** TO-DO LIST **
**A)** In the mailing-list post below, what two things are said to make the PMPI interface successful?
**B)** Reproduce the part of the mailing-list post below from "But there are" up to and including "corresponding MPI function.".

[Mpi3-subsetting] MPI3: Proposal to remove PMPI-Requirement
Jeff Squyres
jsquyres at [hidden]
Fri Mar 7 06:39:23 CST 2008
On Mar 6, 2008, at 11:58 AM, Bronis R. de Supinski wrote:
> There are some significant problems with this proposal.
> The premise that the profiling interface is only used
> early in the development is not correct. The PMPI interface
> is useful at almost every stage of the application's life
> time. One of the things that makes it successful is that
> it is always available and does not require recompilation.
> Making it optional would destroy that.
I'm sure that that is true for some apps.
But there are also wide classes of apps where Rainer's statements
*are* true (that PMPI is only used in the development lifecycle, which
is relatively short compared to the apps' production lifetime).
> A properly designed subsetting approach will NOT try to
> partition the profiling interface into its own subset.
> Instead, the interface must be partitioned into different
> subsets, with each PMPI function in the same subset as the
> corresponding MPI function.

** INFORMATION PROVIDED **
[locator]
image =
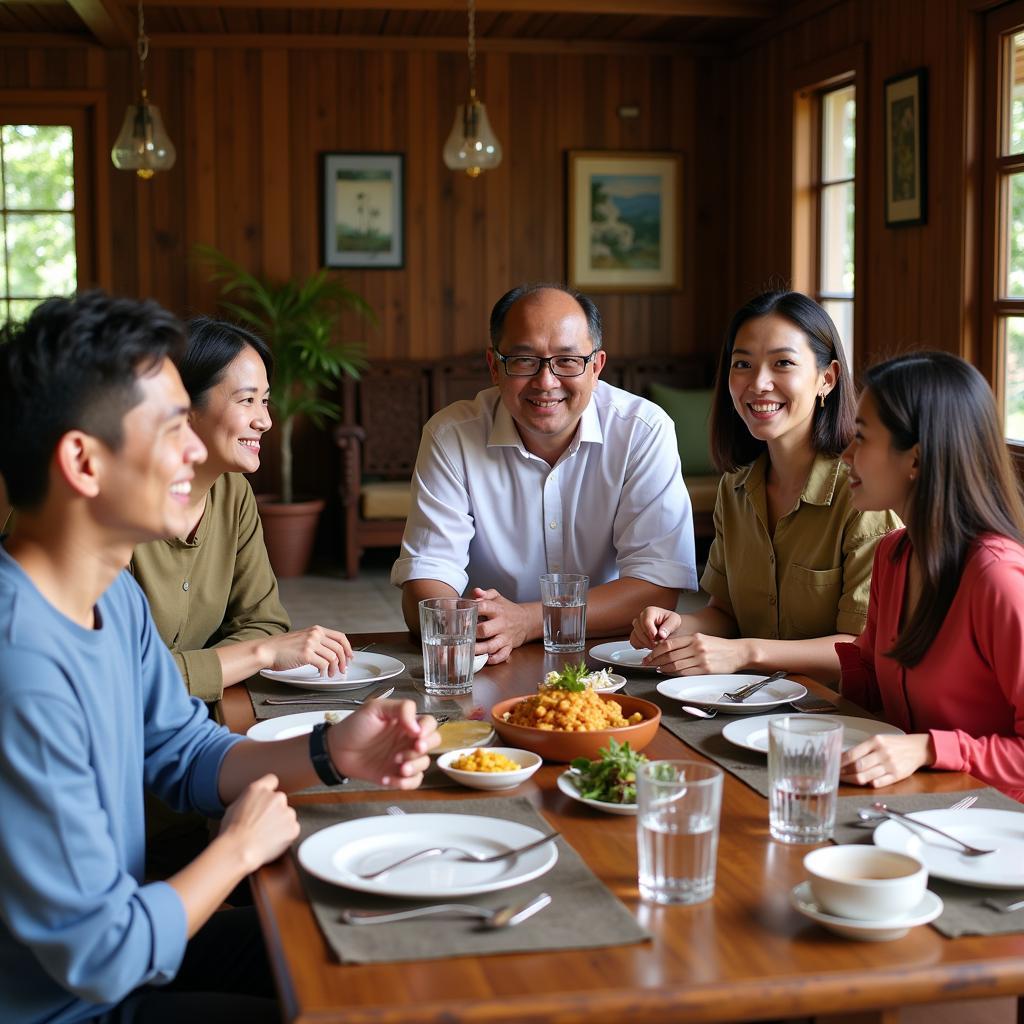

** SET OF ANSWERS **
**A)** It is always available, and it does not require recompilation.

**B)**
But there are also wide classes of apps where Rainer's statements
*are* true (that PMPI is only used in the development lifecycle, which
is relatively short compared to the apps' production lifetime).
> A properly designed subsetting approach will NOT try to
> partition the profiling interface into its own subset.
> Instead, the interface must be partitioned into different
> subsets, with each PMPI function in the same subset as the
> corresponding MPI function.